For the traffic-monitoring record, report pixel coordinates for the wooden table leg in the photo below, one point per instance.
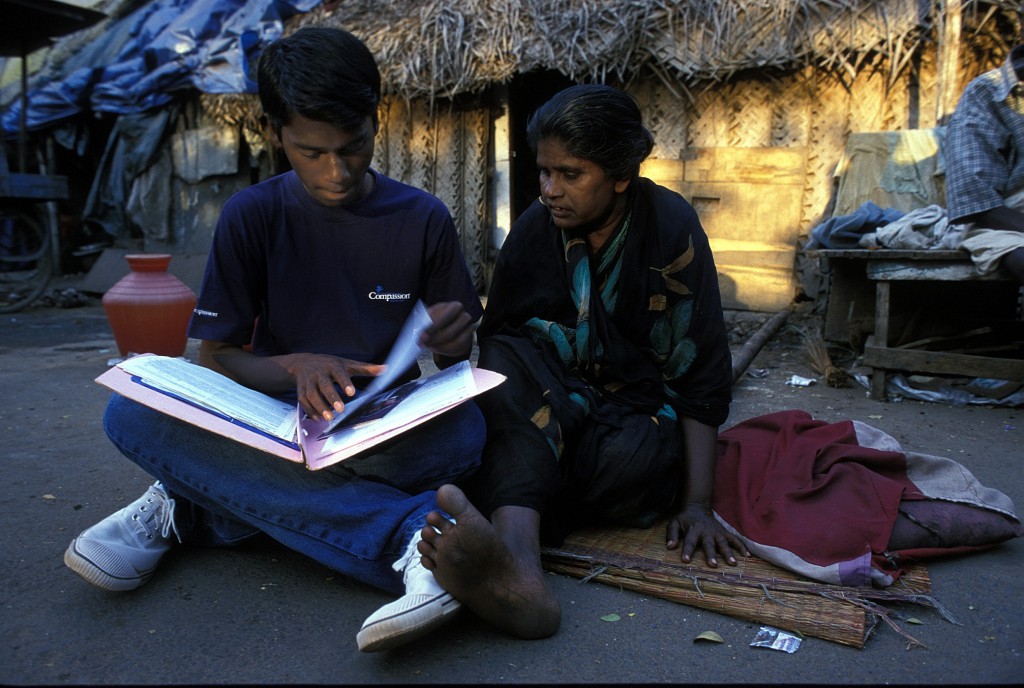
(882, 294)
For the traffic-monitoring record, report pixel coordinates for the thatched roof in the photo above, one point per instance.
(448, 47)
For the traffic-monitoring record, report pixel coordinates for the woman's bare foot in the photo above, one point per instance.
(495, 569)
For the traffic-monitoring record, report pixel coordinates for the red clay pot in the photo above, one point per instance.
(148, 308)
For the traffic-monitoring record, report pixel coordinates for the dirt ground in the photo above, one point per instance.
(268, 615)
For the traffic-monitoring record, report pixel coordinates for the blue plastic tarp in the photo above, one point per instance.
(139, 60)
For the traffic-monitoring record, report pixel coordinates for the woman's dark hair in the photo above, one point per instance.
(597, 123)
(327, 75)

_____

[EXERCISE BRIEF] Taking the line that contains "the woman's bare" as the starting point, copy every line through the end of the listing exactly, and write nothing further.

[ANSWER TO THE EXERCISE]
For the traffic-monitoring record, report pixel coordinates for the woman's bare foot in the photo above, one point per instance.
(495, 569)
For the traffic-monitoring record, report pixel coordinates for the red clay pot in the photo above, one point per instance.
(148, 308)
For the traffic-monitoring record, report pixel coordinates for the dirt ground in the photo above, one point per instance.
(268, 615)
For the traffic-monitoring record, report pixel coordinates for the blue plastic tarp in the photo above, one point per instance.
(139, 60)
For the traffic-monitoring record, report pixel coordinates for the woman's dark hair in the photo above, one point per instance.
(597, 123)
(327, 75)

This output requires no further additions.